Task requirements:
Render the data below as a JSON list of strings with one string per line and no blank lines, beginning at the line containing "Isolate the white" and ending at the line containing "509;221;571;272". Exclude the pictures from the answer.
>> Begin Data rows
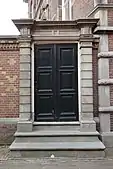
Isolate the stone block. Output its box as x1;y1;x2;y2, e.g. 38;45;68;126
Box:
81;63;92;72
81;112;93;121
99;113;110;132
20;80;31;87
20;72;31;79
17;121;33;132
81;87;93;96
98;58;109;79
20;103;31;113
20;87;31;96
80;120;96;132
20;96;31;104
101;132;113;147
99;86;110;107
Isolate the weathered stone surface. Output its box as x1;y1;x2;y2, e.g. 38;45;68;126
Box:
20;103;30;113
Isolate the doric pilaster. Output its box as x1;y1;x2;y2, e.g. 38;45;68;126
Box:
14;20;32;132
80;26;96;132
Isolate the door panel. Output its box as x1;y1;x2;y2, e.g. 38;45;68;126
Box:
35;45;55;121
56;44;78;121
35;44;78;121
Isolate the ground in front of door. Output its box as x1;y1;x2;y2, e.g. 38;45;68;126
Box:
0;147;113;169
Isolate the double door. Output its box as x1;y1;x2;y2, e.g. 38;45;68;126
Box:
34;44;78;122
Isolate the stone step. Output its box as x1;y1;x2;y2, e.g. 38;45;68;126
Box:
15;130;99;137
33;122;80;131
15;130;99;143
10;141;105;158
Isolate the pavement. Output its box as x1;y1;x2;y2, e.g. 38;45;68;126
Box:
0;146;113;169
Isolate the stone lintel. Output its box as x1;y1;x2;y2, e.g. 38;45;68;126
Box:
99;106;113;113
98;51;113;58
98;79;113;85
12;18;99;34
88;4;113;17
93;26;113;34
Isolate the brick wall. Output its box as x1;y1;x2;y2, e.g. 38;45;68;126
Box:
0;38;19;143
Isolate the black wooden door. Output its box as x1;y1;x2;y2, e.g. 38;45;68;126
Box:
35;44;78;121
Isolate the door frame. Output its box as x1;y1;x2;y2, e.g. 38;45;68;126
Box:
31;41;81;123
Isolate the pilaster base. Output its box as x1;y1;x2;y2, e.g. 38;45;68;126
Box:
101;132;113;157
80;120;96;132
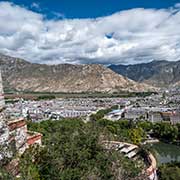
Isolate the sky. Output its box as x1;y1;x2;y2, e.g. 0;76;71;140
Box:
0;0;180;65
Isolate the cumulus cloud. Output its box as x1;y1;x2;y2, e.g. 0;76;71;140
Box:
0;2;180;64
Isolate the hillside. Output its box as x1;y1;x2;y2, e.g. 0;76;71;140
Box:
109;61;180;87
0;55;154;92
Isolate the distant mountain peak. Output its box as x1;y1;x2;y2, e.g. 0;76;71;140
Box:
0;53;155;93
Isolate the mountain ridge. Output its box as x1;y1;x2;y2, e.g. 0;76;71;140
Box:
108;60;180;88
0;55;154;93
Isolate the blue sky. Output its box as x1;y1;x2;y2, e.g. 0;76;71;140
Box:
0;0;180;65
6;0;180;18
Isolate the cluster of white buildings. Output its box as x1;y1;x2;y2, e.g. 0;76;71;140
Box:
5;98;125;122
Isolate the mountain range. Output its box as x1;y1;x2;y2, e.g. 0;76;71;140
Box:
109;60;180;88
0;54;155;93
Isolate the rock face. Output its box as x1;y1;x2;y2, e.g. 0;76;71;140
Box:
0;55;154;92
109;61;180;87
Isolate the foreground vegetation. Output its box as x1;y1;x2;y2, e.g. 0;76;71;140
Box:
0;110;180;180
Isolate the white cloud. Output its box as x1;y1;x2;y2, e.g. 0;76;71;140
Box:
31;2;41;10
0;2;180;64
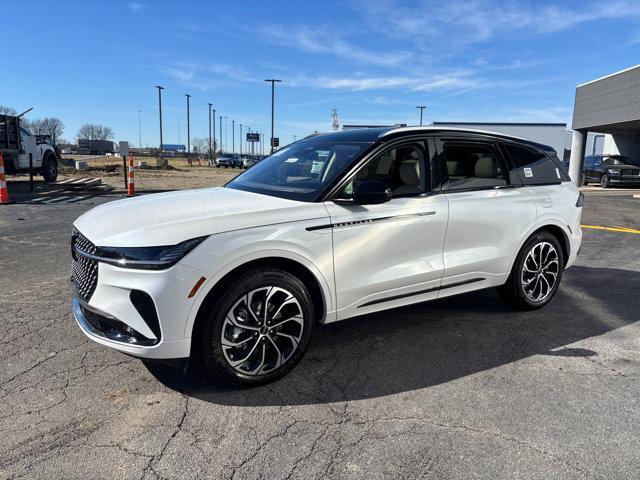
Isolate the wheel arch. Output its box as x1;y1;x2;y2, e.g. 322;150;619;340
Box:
185;254;333;348
509;221;571;272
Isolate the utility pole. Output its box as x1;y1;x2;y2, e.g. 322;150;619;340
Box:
138;110;142;156
416;105;427;126
218;115;222;152
156;85;164;158
184;93;191;165
207;103;213;165
213;109;217;163
265;78;282;153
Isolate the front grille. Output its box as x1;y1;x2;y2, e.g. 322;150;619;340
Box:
71;231;98;302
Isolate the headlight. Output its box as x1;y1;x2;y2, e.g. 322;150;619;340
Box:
76;237;207;270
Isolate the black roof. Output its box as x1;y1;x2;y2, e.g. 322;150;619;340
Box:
303;125;555;152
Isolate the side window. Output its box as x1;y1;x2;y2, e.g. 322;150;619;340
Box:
340;143;430;198
505;144;568;185
441;142;507;191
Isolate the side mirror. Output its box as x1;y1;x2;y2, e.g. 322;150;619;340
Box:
353;180;391;205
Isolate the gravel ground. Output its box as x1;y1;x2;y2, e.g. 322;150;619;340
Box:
0;186;640;479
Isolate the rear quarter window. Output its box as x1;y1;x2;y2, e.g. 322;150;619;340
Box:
505;144;570;185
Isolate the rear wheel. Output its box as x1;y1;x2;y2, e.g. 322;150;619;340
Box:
41;153;58;183
200;268;314;387
498;231;564;310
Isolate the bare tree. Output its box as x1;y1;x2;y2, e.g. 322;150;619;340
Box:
0;105;18;116
40;117;64;145
191;137;209;155
78;123;114;140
>> End Data rows
Result of this exercise:
[
  "Isolate the white cloud. Output its box as x1;y1;x2;y2, e.g. 0;76;71;140",
  "Box:",
  "31;2;41;10",
  "0;2;180;64",
  "Isolate the wheel arch. Output its box as x1;y1;x2;y2, e.g. 322;150;619;340",
  "Box:",
  "185;254;333;348",
  "509;221;571;272"
]